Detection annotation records
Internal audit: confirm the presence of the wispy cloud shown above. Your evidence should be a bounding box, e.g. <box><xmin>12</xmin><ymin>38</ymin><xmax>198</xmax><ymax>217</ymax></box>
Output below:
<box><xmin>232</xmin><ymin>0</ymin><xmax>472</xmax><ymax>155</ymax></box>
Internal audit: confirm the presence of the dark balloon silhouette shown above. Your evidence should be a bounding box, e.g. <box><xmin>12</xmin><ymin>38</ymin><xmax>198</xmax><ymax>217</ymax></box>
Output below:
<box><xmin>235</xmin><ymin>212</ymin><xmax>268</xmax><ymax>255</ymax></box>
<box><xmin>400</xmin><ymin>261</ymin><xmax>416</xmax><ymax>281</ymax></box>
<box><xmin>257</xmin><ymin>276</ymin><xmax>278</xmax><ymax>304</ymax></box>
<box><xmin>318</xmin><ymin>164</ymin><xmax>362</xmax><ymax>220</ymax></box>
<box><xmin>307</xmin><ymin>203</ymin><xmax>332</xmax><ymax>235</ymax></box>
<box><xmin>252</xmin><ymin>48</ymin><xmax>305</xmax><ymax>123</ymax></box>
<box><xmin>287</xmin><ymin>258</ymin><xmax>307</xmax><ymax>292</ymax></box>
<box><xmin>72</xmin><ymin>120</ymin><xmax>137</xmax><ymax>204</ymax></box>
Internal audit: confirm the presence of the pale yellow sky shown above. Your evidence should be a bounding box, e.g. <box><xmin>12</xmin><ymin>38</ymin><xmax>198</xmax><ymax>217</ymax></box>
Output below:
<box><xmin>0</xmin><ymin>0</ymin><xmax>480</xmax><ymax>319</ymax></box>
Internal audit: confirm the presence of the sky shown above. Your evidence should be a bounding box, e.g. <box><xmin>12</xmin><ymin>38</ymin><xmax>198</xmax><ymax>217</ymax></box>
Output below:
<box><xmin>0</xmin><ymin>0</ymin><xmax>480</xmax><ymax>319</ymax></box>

#### Stated task:
Rewrite the rows from the line containing "Internal audit: confirm the presence of the sky" through the end of the rows, swapping "Output" for "Result" and keeping everything else unchanged.

#### Final result:
Internal audit: confirm the presence of the sky shown above. Your evidence should be a bounding box, e.g. <box><xmin>12</xmin><ymin>38</ymin><xmax>198</xmax><ymax>217</ymax></box>
Result below:
<box><xmin>0</xmin><ymin>0</ymin><xmax>480</xmax><ymax>319</ymax></box>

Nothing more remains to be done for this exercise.